■ ZADANIA DO WYKONANIA
A - Jak dokładnie brzmi fragment relacji z przejazdu przez Jested, który zaczyna się od słów zawierających „A później wjeżdżam”, a kończy na „mnie zwykle trudniejsze.”? Przytocz go dosłownie.
B - Czy możesz przedstawić w punktach akapit relacji z przejazdu przez Jested zaczynający się od słów „A później wjeżdżam na szutrową autostradę”, zachowując jego najważniejsze fakty?

■ DOSTARCZONY FRAGMENT
+ + +
Przejeżdżam przez opłotki Liberca – w zeszłym roku były miejsca, z których widać było iglice na Jested. W tym – skrywa się w gęstej mgle. Niemal przed początkiem wspinaczki spotykam Krzysia – stoi na poboczu z aparatem. Zatrzymuję się przy nim na dłuższą chwilę. Smaruję kolana maścią, jem, piję, przygotowuję się psychicznie. Dogania mnie Marcin i Łukasz, wspólnie podjeżdżamy Jested – rozmawiamy chwilę, wymieniamy się założeniami na przejazd – ich są zdecydowanie ambitniejsze niż moje. Na sam szczyt wjeżdżają szybciej niż ja, gdy docieram na samą górę pytają jeszcze, czy jadę z nimi – wiem, że będę jechać dużo wolniej niż oni o czym uczciwie informuję. Szczyt góry jest tego dnia we mgle – nie widać nic, wieje, jest paskudnie, czym prędzej więc zawracam i ruszam w dół. Podobnie jak rok temu – nie zjeżdżamy asfaltem, a szutrem w lesie. Jest już ciemno, wciąż mglisto, trzeba bardzo uważać. Dołącza do mnie Fabian, którego mijałam podczas podjazdu na górę. Pokonujemy ten fragment razem – na spokojnie dość niespiesznie, dodając sobie animuszu rozmową i żartami. W jednej z mijanych miejscowości znów spotykamy Marcina i Łukasza, Fabian potrzebuje dłuższej przerwy, ja ruszam swoim tempem. Przez chwilę jeszcze udaje mi się utrzymać z chłopakami, ale pamiętam podjazdy, jakie mają się zaraz zacząć – kolana protestują i zsiadam z roweru decydując się na spacer. Nauczona doświadczeniem poprzednich lat wiem, że w moim przypadku lepszym rozwiązaniem jest w takich momentach po prostu konsekwentnie iść, zamiast szarpać się z próbą jazdy. Jest mi źle, chce mi się bardzo spać. Ciemny, mglisty dzień dał mi pod tym kątem mocno do wiwatu.



A później wjeżdżam na szutrową autostradę w stronę Hejnic i z zaskoczeniem odkrywam, że ona wcale nie jest tak z górki, jak to zapamiętałam z zeszłego roku, gdy pokonywałam ten odcinek w towarzystwie trzech innych zawodników. W którymś momencie słyszę ponadto dziwny trzask i tuż za mną na ścieżkę spada spora gałąź. Klnę na głos i przyspieszam. Wiem, że Bilym Potoku będzie czekał Krzyś – zawsze to pretekst do krótkiej przerwy przed czekającą mnie żmudną wspinaczką. Po raz kolejny smaruję kolana, zmieniam baterie w lampkach i ruszam. Droga wije się zakosami, jest ciemno choć oko wykol, słychać tylko szum strumienia, w którym jednak – przeciwnie niż rok temu – nie słyszę rozmów. Staram się pamiętać o jedzeniu i piciu, ale nocą jest to dla mnie zwykle trudniejsze.
+ + +
(Zapisy źródłowe)
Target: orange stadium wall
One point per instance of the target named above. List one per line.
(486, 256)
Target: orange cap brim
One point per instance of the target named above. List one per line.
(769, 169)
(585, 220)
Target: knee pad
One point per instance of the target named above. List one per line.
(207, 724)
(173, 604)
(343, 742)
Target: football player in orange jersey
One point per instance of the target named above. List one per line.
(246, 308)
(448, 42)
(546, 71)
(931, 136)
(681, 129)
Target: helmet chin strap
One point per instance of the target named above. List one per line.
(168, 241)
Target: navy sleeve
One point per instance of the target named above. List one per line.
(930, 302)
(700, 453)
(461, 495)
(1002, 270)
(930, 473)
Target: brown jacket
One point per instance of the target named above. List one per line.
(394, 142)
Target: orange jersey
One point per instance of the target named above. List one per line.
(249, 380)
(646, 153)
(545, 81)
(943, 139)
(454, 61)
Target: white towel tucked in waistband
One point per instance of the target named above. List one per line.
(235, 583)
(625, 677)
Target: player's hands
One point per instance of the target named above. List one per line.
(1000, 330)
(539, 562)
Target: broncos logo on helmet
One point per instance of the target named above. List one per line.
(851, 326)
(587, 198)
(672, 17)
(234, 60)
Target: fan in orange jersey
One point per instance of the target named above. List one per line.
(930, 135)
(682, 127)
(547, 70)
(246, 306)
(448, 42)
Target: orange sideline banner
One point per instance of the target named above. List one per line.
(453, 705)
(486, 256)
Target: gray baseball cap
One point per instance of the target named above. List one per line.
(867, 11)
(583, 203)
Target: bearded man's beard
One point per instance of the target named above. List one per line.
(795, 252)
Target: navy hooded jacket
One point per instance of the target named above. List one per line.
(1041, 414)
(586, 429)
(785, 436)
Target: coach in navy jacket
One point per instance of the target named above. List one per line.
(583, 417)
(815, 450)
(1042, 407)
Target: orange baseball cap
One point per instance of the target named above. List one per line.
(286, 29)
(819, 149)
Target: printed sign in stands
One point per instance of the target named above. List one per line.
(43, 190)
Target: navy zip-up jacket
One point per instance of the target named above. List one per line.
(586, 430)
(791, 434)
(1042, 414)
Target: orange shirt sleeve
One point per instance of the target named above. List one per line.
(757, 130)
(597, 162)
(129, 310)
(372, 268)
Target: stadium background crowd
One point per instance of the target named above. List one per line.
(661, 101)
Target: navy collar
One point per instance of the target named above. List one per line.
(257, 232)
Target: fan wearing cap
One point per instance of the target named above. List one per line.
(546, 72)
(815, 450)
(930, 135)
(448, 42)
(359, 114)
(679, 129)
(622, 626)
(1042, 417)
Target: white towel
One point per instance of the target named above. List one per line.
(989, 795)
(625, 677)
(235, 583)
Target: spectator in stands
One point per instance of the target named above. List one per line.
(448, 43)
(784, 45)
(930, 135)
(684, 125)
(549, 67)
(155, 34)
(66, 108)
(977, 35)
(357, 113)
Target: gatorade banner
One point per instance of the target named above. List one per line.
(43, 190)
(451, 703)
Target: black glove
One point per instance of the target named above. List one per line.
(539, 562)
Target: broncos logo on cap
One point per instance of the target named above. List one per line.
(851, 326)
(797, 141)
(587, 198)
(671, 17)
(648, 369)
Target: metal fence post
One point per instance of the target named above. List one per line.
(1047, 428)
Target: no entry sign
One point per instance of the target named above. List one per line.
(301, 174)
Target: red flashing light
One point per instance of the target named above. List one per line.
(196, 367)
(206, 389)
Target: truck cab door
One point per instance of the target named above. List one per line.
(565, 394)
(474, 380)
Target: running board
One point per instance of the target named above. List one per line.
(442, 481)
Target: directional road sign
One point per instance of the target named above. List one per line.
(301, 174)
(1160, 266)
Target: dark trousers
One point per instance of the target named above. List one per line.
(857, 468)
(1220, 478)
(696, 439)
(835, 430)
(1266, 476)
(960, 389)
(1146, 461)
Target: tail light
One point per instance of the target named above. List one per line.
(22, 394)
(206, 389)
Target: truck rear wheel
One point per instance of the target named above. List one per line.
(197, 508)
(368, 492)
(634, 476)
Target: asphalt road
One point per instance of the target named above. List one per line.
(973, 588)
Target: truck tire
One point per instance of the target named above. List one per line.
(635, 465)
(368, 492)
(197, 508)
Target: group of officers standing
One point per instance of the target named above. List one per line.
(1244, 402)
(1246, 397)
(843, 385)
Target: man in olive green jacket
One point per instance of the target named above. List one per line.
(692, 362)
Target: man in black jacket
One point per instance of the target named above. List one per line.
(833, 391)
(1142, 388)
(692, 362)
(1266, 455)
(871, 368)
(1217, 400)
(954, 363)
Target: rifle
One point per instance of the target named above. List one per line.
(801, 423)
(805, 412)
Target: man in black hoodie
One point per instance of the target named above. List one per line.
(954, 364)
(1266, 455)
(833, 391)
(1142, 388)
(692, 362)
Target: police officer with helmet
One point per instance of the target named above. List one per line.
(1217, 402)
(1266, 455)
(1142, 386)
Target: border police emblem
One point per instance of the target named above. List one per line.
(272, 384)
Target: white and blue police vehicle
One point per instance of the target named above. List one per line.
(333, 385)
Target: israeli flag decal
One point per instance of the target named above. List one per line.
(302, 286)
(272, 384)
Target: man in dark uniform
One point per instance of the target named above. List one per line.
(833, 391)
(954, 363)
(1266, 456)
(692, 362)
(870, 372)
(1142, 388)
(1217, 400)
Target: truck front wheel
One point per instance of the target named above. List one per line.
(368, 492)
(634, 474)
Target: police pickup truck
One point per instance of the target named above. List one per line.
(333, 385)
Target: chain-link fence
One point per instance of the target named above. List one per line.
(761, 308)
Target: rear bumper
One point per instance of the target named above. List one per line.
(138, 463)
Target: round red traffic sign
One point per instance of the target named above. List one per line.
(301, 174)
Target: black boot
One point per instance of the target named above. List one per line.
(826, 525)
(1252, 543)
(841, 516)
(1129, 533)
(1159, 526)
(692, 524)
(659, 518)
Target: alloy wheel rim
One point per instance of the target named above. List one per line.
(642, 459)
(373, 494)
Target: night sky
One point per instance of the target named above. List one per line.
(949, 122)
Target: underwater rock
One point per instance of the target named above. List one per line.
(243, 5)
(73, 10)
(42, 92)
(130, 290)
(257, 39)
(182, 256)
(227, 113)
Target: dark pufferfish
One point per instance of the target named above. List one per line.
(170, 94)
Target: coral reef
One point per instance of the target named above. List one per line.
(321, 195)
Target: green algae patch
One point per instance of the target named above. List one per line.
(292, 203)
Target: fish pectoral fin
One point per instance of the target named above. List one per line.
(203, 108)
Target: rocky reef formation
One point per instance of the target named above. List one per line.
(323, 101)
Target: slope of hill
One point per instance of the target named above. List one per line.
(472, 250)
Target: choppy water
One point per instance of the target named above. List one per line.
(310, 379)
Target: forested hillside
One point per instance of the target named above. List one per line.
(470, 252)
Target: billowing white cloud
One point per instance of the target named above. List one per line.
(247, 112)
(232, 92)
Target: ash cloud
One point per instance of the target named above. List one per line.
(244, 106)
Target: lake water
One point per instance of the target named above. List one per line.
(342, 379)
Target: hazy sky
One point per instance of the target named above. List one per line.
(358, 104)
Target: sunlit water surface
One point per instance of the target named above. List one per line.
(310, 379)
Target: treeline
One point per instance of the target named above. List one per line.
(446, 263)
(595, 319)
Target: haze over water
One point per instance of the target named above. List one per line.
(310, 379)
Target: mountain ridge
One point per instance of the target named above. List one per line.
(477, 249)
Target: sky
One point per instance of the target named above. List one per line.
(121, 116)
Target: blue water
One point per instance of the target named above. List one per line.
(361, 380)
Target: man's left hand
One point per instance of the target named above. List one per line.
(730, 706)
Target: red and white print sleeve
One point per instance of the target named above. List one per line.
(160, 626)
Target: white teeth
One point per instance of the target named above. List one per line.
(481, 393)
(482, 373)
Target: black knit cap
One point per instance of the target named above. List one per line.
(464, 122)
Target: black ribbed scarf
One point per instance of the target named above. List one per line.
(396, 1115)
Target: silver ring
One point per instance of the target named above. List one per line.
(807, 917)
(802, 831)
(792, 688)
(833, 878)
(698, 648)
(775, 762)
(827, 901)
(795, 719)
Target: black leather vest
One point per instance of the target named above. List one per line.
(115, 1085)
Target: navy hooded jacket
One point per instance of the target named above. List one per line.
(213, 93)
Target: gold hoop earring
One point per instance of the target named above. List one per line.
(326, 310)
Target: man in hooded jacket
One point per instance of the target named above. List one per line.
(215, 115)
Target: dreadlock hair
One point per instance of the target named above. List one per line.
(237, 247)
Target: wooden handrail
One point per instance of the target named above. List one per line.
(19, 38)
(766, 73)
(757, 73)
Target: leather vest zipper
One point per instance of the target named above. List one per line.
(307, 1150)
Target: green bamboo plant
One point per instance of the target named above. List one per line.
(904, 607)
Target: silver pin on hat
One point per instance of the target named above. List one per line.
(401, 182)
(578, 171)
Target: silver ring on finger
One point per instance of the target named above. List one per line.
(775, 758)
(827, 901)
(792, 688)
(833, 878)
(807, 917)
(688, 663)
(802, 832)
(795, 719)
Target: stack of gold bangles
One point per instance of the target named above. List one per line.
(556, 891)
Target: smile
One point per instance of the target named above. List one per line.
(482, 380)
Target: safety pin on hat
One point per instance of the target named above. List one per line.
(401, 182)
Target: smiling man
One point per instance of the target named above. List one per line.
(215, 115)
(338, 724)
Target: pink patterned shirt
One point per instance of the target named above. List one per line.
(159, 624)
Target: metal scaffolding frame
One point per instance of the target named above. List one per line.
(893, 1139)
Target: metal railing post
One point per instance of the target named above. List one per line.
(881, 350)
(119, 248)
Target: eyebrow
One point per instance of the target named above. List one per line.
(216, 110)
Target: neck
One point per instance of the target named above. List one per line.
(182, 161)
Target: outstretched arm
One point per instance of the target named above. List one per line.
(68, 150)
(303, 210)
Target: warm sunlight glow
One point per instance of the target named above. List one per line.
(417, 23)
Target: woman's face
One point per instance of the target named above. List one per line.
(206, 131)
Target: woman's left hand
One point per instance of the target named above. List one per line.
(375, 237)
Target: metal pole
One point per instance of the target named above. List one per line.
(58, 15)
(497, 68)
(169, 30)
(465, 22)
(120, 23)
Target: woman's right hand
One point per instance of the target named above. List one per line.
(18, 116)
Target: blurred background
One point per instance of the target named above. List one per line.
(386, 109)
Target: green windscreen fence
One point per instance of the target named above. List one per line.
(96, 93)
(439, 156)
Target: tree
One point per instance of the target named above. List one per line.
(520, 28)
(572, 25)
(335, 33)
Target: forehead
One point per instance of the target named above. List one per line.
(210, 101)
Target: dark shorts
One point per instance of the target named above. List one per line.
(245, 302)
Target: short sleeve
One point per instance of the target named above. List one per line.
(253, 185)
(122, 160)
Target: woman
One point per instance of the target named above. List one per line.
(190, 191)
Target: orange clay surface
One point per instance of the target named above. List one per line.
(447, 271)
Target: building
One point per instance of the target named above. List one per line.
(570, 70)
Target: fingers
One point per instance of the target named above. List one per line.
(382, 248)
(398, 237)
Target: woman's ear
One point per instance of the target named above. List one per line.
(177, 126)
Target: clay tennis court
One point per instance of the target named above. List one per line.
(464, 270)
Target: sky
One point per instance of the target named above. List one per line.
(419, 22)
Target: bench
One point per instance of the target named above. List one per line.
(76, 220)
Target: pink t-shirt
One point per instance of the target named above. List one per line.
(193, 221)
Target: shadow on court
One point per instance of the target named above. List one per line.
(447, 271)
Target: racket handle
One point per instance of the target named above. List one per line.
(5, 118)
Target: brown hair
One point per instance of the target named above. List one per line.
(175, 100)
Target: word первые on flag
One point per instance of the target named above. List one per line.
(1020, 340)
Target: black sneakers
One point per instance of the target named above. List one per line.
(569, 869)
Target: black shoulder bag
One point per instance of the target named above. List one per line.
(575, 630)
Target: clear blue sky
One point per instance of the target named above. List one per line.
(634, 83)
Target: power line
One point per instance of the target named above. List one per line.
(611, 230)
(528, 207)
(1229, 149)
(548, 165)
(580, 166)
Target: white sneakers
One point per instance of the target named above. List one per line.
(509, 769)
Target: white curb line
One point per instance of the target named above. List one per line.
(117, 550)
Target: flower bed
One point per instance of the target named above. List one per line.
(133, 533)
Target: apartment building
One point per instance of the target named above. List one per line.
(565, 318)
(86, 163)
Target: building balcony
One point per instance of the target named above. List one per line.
+ + +
■ ODPOWIEDZI
A -
A później wjeżdżam na szutrową autostradę w stronę Hejnic i z zaskoczeniem odkrywam, że ona wcale nie jest tak z górki, jak to zapamiętałam z zeszłego roku, gdy pokonywałam ten odcinek w towarzystwie trzech innych zawodników. W którymś momencie słyszę ponadto dziwny trzask i tuż za mną na ścieżkę spada spora gałąź. Klnę na głos i przyspieszam. Wiem, że Bilym Potoku będzie czekał Krzyś – zawsze to pretekst do krótkiej przerwy przed czekającą mnie żmudną wspinaczką. Po raz kolejny smaruję kolana, zmieniam baterie w lampkach i ruszam. Droga wije się zakosami, jest ciemno choć oko wykol, słychać tylko szum strumienia, w którym jednak – przeciwnie niż rok temu – nie słyszę rozmów. Staram się pamiętać o jedzeniu i piciu, ale nocą jest to dla mnie zwykle trudniejsze.

B -
- Szutrowa droga w stronę Hejnic okazuje się mniej z górki, niż zapamiętałam z zeszłego roku, gdy jechałam tędy z trzema innymi zawodnikami.
- Tuż za mną na ścieżkę spada spora gałąź, więc klnę i przyspieszam.
- W Bilym Potoku czeka Krzyś, co daje pretekst do krótkiej przerwy przed żmudną wspinaczką.
- Znów smaruję kolana, wymieniam baterie w lampkach i ruszam dalej.
- Droga wije się zakosami w zupełnej ciemności. Słychać tylko strumień, a w przeciwieństwie do zeszłego roku nie słychać rozmów.
- Staram się pamiętać o jedzeniu i piciu, choć nocą przychodzi mi to trudniej.